(Saved data entries)
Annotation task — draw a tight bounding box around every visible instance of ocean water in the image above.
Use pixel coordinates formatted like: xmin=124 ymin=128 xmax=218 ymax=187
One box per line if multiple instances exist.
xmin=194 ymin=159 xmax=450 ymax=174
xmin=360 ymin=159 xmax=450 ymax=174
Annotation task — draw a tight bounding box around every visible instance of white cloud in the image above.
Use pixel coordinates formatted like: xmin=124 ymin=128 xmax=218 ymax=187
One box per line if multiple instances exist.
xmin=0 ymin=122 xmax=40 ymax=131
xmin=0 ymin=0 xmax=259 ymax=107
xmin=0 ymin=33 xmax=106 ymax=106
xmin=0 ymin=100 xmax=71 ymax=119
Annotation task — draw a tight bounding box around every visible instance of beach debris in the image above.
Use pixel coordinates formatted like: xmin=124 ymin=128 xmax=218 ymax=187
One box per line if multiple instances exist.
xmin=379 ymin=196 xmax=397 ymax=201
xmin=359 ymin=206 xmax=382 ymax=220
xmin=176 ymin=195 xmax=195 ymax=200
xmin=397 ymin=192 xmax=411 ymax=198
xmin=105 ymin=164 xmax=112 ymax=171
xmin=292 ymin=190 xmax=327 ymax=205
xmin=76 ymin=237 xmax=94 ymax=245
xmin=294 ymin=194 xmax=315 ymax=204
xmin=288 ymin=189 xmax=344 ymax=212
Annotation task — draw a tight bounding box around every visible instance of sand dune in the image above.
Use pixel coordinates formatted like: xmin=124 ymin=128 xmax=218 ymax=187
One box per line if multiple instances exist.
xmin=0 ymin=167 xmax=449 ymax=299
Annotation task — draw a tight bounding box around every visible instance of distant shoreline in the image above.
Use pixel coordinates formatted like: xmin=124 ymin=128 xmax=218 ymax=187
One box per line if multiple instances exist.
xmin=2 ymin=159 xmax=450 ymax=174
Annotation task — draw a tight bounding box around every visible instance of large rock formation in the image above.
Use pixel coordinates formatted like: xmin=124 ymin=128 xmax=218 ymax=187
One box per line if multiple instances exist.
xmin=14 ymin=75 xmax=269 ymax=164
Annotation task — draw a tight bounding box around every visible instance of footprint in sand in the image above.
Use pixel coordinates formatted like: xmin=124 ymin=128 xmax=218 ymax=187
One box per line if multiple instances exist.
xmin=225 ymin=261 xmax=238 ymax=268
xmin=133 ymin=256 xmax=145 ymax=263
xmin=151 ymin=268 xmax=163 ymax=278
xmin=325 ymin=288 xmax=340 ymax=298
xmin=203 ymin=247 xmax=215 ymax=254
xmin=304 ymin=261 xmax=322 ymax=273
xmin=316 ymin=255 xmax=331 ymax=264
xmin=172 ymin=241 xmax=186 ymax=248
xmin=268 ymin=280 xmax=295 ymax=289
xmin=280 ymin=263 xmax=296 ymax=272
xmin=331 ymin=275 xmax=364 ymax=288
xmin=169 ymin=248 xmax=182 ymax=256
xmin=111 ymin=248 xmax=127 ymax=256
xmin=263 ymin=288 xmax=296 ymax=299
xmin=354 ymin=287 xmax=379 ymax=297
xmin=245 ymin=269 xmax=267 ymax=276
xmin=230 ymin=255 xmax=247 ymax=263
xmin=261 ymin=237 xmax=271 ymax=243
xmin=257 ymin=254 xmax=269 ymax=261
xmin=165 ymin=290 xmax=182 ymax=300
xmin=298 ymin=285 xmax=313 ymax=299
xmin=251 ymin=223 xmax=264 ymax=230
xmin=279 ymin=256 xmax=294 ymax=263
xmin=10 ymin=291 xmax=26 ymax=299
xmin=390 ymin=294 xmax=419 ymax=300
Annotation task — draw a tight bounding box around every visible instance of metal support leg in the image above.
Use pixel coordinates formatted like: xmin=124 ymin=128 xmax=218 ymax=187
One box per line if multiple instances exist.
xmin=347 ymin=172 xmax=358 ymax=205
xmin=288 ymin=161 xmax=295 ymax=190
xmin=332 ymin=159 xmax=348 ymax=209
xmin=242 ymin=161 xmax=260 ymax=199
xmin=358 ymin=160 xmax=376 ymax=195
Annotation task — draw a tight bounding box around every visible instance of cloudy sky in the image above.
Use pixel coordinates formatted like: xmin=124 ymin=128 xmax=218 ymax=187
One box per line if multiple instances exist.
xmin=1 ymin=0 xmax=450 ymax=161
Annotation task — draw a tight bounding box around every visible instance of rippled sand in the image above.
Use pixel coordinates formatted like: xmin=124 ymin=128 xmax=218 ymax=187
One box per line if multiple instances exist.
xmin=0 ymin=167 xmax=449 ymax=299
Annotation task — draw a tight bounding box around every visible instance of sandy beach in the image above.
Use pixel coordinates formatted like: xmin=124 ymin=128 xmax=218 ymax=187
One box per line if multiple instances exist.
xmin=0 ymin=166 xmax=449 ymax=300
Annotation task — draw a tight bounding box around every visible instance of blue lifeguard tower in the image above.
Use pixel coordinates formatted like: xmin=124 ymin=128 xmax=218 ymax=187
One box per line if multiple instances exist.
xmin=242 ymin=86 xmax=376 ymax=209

[Task]
All of the lines above should be returned exactly as written.

[Exercise solution]
Annotation task — draw a tight bounding box around every visible instance of ocean water in the image above.
Use pixel coordinates formatted like: xmin=124 ymin=128 xmax=218 ymax=187
One box per line if multiple instances exist.
xmin=194 ymin=159 xmax=450 ymax=174
xmin=360 ymin=159 xmax=450 ymax=174
Annotation task — draw a tight bounding box around every visible instance of white cloud in the image above.
Use pixel coordinates formatted like: xmin=124 ymin=128 xmax=218 ymax=187
One box per line if multiple instances exist.
xmin=0 ymin=122 xmax=40 ymax=131
xmin=0 ymin=0 xmax=259 ymax=107
xmin=0 ymin=33 xmax=106 ymax=106
xmin=0 ymin=100 xmax=71 ymax=119
Annotation task — draw a tight bounding box around every visible instance of beach debris in the image above.
Use pixel coordinates formatted like: xmin=124 ymin=128 xmax=218 ymax=187
One box per line if multiple instances exist.
xmin=379 ymin=196 xmax=397 ymax=201
xmin=359 ymin=206 xmax=382 ymax=220
xmin=176 ymin=195 xmax=195 ymax=200
xmin=397 ymin=192 xmax=411 ymax=198
xmin=105 ymin=164 xmax=112 ymax=171
xmin=292 ymin=190 xmax=327 ymax=205
xmin=76 ymin=237 xmax=94 ymax=245
xmin=294 ymin=194 xmax=315 ymax=204
xmin=288 ymin=189 xmax=344 ymax=212
Annotation task — draw a tight bounding box around every visible instance of sand dune in the image above.
Use pixel coordinates formatted like: xmin=124 ymin=128 xmax=218 ymax=187
One box per line if multiple instances exist.
xmin=0 ymin=167 xmax=449 ymax=299
Annotation task — draw a tight bounding box around every visible instance of distant shoreline in the image above.
Use pixel coordinates formatted like: xmin=124 ymin=128 xmax=218 ymax=187
One box per line if multiple instances exist.
xmin=2 ymin=159 xmax=450 ymax=174
Annotation task — draw a tight bounding box around every visible instance of large rock formation in the image above.
Use pixel coordinates formatted like: xmin=124 ymin=128 xmax=218 ymax=187
One box per line if multiple instances exist.
xmin=14 ymin=75 xmax=269 ymax=164
Annotation task — draw a tight bounding box around every visible instance of footprint in sand in the image above.
Use pixel coordinates formatted like: xmin=124 ymin=128 xmax=218 ymax=187
One box per line if multiple instances exist.
xmin=225 ymin=261 xmax=238 ymax=268
xmin=133 ymin=256 xmax=145 ymax=263
xmin=151 ymin=268 xmax=163 ymax=278
xmin=325 ymin=288 xmax=340 ymax=298
xmin=203 ymin=247 xmax=215 ymax=254
xmin=304 ymin=261 xmax=322 ymax=273
xmin=316 ymin=255 xmax=331 ymax=264
xmin=172 ymin=241 xmax=186 ymax=248
xmin=268 ymin=280 xmax=295 ymax=289
xmin=280 ymin=263 xmax=296 ymax=272
xmin=331 ymin=275 xmax=364 ymax=288
xmin=169 ymin=248 xmax=182 ymax=256
xmin=111 ymin=248 xmax=127 ymax=256
xmin=263 ymin=288 xmax=296 ymax=299
xmin=354 ymin=287 xmax=379 ymax=297
xmin=245 ymin=269 xmax=267 ymax=276
xmin=230 ymin=255 xmax=247 ymax=263
xmin=261 ymin=237 xmax=271 ymax=243
xmin=257 ymin=254 xmax=269 ymax=261
xmin=165 ymin=290 xmax=182 ymax=300
xmin=298 ymin=285 xmax=313 ymax=299
xmin=251 ymin=223 xmax=264 ymax=230
xmin=279 ymin=256 xmax=294 ymax=263
xmin=10 ymin=291 xmax=26 ymax=299
xmin=390 ymin=294 xmax=419 ymax=300
Annotation task — draw a tight bounding box around every visible instance of metal support leg in the image above.
Use pixel coordinates formatted like: xmin=124 ymin=128 xmax=218 ymax=187
One box per line if multiple instances exist.
xmin=347 ymin=172 xmax=358 ymax=205
xmin=288 ymin=161 xmax=295 ymax=190
xmin=332 ymin=159 xmax=348 ymax=209
xmin=242 ymin=161 xmax=260 ymax=199
xmin=358 ymin=160 xmax=376 ymax=195
Annotation task — draw a tight bounding box around every visible instance of cloudy sky in the image above.
Use pixel coordinates formatted like: xmin=124 ymin=128 xmax=218 ymax=187
One box per line if multiple instances exist.
xmin=1 ymin=0 xmax=450 ymax=161
Annotation task — draw a tight bounding box around every visible instance of rippled sand in the image above.
Use pixel coordinates formatted like: xmin=124 ymin=128 xmax=218 ymax=187
One box per line if multiple instances exist.
xmin=0 ymin=167 xmax=449 ymax=299
Annotation task — draw a tight bounding box around every visible instance of sandy beach in the image above.
Use pixel coordinates formatted like: xmin=124 ymin=128 xmax=218 ymax=187
One box per line if multiple instances exist.
xmin=0 ymin=166 xmax=449 ymax=300
Annotation task — draw a tight bounding box around every visible instance of blue lifeguard tower in the image above.
Use pixel coordinates formatted like: xmin=124 ymin=128 xmax=218 ymax=187
One box per line if multiple instances exist.
xmin=242 ymin=86 xmax=376 ymax=209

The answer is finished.